*The task*
Please return every record below exactly as it stands.

Data START

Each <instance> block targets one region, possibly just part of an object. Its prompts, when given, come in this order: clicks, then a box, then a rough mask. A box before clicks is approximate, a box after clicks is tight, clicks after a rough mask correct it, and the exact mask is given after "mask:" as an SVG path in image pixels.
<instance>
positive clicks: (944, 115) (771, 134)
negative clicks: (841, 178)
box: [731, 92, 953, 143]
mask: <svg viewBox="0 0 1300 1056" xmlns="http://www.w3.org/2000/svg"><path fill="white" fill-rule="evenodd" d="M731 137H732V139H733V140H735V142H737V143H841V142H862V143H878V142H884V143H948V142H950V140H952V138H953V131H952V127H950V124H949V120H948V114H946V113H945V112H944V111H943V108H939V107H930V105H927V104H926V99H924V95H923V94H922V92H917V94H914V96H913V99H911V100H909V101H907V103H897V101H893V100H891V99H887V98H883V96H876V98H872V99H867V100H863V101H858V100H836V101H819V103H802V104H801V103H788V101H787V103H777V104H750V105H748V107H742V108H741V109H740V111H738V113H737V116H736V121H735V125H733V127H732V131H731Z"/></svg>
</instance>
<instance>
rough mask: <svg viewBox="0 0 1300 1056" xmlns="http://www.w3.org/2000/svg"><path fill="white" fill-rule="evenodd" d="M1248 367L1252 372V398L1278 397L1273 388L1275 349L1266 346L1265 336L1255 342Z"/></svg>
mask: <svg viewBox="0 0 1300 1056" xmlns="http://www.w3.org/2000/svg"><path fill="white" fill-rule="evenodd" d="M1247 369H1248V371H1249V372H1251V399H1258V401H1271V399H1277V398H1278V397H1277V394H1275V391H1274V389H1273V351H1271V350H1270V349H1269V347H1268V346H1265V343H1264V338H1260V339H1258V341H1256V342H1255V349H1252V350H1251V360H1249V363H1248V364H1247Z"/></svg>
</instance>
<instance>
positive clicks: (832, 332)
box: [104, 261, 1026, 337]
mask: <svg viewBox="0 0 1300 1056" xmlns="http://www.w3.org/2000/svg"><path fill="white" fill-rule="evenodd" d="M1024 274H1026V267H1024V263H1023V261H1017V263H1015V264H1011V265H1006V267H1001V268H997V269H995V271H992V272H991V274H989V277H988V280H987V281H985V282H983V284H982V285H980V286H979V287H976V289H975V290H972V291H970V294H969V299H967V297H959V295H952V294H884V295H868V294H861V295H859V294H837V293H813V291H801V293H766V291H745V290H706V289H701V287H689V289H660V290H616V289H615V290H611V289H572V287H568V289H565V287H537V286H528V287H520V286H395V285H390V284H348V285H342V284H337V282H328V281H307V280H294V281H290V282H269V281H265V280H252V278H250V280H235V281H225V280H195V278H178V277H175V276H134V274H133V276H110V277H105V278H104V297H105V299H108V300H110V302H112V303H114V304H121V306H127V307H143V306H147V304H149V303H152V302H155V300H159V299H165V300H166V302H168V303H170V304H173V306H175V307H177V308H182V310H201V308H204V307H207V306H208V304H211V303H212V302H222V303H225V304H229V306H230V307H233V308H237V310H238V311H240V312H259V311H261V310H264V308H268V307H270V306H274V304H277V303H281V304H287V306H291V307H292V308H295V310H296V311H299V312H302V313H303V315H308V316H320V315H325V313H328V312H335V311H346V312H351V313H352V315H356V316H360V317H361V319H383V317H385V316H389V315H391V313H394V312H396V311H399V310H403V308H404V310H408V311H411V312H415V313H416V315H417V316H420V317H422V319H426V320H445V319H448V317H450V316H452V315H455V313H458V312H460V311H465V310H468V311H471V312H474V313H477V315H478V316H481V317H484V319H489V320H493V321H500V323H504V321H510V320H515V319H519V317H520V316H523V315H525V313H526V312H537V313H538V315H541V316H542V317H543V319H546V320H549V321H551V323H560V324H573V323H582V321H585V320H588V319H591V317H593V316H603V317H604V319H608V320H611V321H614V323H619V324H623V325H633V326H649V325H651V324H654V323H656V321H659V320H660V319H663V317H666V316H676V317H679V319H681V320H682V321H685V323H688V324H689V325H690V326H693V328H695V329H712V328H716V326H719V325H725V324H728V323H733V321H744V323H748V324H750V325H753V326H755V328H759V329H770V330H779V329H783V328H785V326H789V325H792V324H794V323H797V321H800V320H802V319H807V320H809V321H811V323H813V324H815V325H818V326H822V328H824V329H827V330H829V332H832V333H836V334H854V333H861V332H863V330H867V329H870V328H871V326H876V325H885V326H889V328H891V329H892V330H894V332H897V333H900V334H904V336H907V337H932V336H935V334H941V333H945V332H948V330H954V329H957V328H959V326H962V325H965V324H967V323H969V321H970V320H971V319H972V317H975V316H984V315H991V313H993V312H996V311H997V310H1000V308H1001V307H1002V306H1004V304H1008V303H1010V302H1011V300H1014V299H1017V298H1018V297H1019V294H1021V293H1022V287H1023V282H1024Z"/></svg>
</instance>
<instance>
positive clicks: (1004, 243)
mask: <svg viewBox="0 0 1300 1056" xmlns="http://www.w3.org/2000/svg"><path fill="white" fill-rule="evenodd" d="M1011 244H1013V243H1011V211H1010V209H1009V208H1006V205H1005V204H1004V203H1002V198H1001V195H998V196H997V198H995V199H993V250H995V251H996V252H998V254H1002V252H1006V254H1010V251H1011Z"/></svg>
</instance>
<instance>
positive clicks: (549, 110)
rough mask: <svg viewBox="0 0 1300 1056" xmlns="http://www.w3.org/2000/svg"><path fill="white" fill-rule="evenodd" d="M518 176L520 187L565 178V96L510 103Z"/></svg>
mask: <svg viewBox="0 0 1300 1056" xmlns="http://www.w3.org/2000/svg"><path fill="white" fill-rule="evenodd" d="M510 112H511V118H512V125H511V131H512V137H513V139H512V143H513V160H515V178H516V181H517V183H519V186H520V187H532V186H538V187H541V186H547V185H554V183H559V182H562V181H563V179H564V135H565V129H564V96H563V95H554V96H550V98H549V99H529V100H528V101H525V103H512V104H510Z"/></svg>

Data END

*Response to the task*
Each <instance> block targets one region, possibly just part of an object. Its prompts, when given, come in this order: clicks, then a box, then a rough mask. A box before clicks is approximate, a box after clicks is tight, clicks after a rough mask correct it, and the exact mask is given after "mask:" as an SVG path in image pixels.
<instance>
positive clicks: (944, 115) (771, 134)
negative clicks: (841, 178)
box: [731, 92, 953, 143]
mask: <svg viewBox="0 0 1300 1056" xmlns="http://www.w3.org/2000/svg"><path fill="white" fill-rule="evenodd" d="M731 137H732V139H733V140H735V142H737V143H841V142H862V143H878V142H884V143H948V142H950V140H952V138H953V131H952V127H950V124H949V120H948V114H946V113H945V112H944V111H943V108H939V107H930V105H927V104H926V99H924V95H923V94H922V92H917V94H914V96H913V99H911V100H909V101H907V103H897V101H893V100H891V99H887V98H883V96H876V98H872V99H867V100H863V101H858V100H836V101H819V103H802V104H801V103H788V101H787V103H777V104H750V105H748V107H742V108H741V109H740V111H738V113H737V116H736V121H735V125H733V127H732V131H731Z"/></svg>
</instance>
<instance>
rough mask: <svg viewBox="0 0 1300 1056" xmlns="http://www.w3.org/2000/svg"><path fill="white" fill-rule="evenodd" d="M1248 367L1252 372V398L1278 397L1273 388L1275 349L1266 346L1265 336L1255 342Z"/></svg>
mask: <svg viewBox="0 0 1300 1056" xmlns="http://www.w3.org/2000/svg"><path fill="white" fill-rule="evenodd" d="M1247 369H1248V371H1249V372H1251V399H1258V401H1271V399H1277V398H1278V397H1277V394H1275V391H1274V389H1273V351H1271V350H1270V349H1269V347H1268V346H1265V343H1264V338H1260V339H1258V341H1256V342H1255V349H1252V350H1251V360H1249V363H1248V364H1247Z"/></svg>
</instance>
<instance>
positive clicks: (832, 332)
box: [104, 261, 1026, 337]
mask: <svg viewBox="0 0 1300 1056" xmlns="http://www.w3.org/2000/svg"><path fill="white" fill-rule="evenodd" d="M1024 274H1026V267H1024V263H1023V261H1017V263H1015V264H1011V265H1006V267H1001V268H997V269H995V271H992V272H991V274H989V277H988V280H987V281H985V282H983V284H982V285H980V286H979V287H976V289H975V290H972V291H970V294H969V299H967V297H959V295H952V294H884V295H868V294H861V295H859V294H837V293H813V291H801V293H766V291H745V290H706V289H701V287H689V289H660V290H616V289H615V290H611V289H572V287H568V289H565V287H537V286H528V287H520V286H395V285H390V284H348V285H342V284H337V282H328V281H307V280H294V281H290V282H269V281H265V280H252V278H250V280H235V281H225V280H195V278H178V277H175V276H134V274H133V276H110V277H105V278H104V297H105V299H108V300H110V302H112V303H114V304H121V306H127V307H143V306H147V304H149V303H152V302H155V300H159V299H165V300H166V302H168V303H170V304H173V306H175V307H177V308H182V310H201V308H204V307H207V306H208V304H211V303H212V302H222V303H225V304H229V306H230V307H233V308H237V310H238V311H240V312H259V311H261V310H264V308H268V307H270V306H274V304H277V303H281V304H287V306H291V307H292V308H295V310H296V311H299V312H302V313H303V315H308V316H320V315H325V313H328V312H335V311H346V312H351V313H352V315H356V316H360V317H361V319H383V317H385V316H389V315H391V313H394V312H396V311H399V310H403V308H404V310H408V311H411V312H415V313H416V315H417V316H420V317H422V319H426V320H445V319H448V317H450V316H452V315H455V313H458V312H460V311H465V310H468V311H471V312H474V313H477V315H478V316H481V317H484V319H489V320H493V321H500V323H504V321H510V320H515V319H519V317H520V316H523V315H525V313H526V312H537V313H538V315H541V316H542V317H543V319H546V320H549V321H551V323H560V324H573V323H582V321H585V320H588V319H591V317H593V316H603V317H604V319H608V320H611V321H614V323H619V324H623V325H633V326H649V325H651V324H654V323H656V321H659V320H660V319H663V317H666V316H676V317H679V319H681V320H682V321H685V323H688V324H689V325H690V326H693V328H695V329H712V328H716V326H719V325H725V324H728V323H733V321H744V323H748V324H750V325H753V326H755V328H759V329H770V330H779V329H783V328H785V326H789V325H792V324H794V323H797V321H800V320H802V319H807V320H809V321H811V323H813V324H815V325H818V326H822V328H824V329H827V330H829V332H832V333H836V334H854V333H861V332H863V330H867V329H870V328H871V326H876V325H885V326H889V328H891V329H892V330H894V332H897V333H900V334H904V336H907V337H932V336H935V334H941V333H945V332H948V330H954V329H957V328H959V326H962V325H965V324H967V323H969V321H970V320H971V319H972V317H975V316H984V315H991V313H993V312H996V311H997V310H1000V308H1001V307H1002V306H1004V304H1008V303H1010V302H1011V300H1014V299H1017V298H1018V297H1019V294H1021V293H1022V287H1023V282H1024Z"/></svg>
</instance>
<instance>
positive clicks: (1004, 243)
mask: <svg viewBox="0 0 1300 1056" xmlns="http://www.w3.org/2000/svg"><path fill="white" fill-rule="evenodd" d="M1011 244H1013V243H1011V211H1010V209H1009V208H1006V205H1005V204H1004V203H1002V198H1001V195H998V196H997V198H995V199H993V250H995V251H996V252H998V254H1002V252H1006V254H1010V251H1011Z"/></svg>
</instance>
<instance>
positive clicks: (549, 110)
rough mask: <svg viewBox="0 0 1300 1056" xmlns="http://www.w3.org/2000/svg"><path fill="white" fill-rule="evenodd" d="M518 176L520 187L565 178V96L510 103Z"/></svg>
mask: <svg viewBox="0 0 1300 1056" xmlns="http://www.w3.org/2000/svg"><path fill="white" fill-rule="evenodd" d="M510 112H511V118H512V125H511V131H512V137H513V139H512V143H513V160H515V178H516V181H517V183H519V186H520V187H532V186H538V187H541V186H547V185H554V183H559V182H562V181H563V179H564V135H565V129H564V96H563V95H554V96H550V98H549V99H529V100H528V101H525V103H512V104H510Z"/></svg>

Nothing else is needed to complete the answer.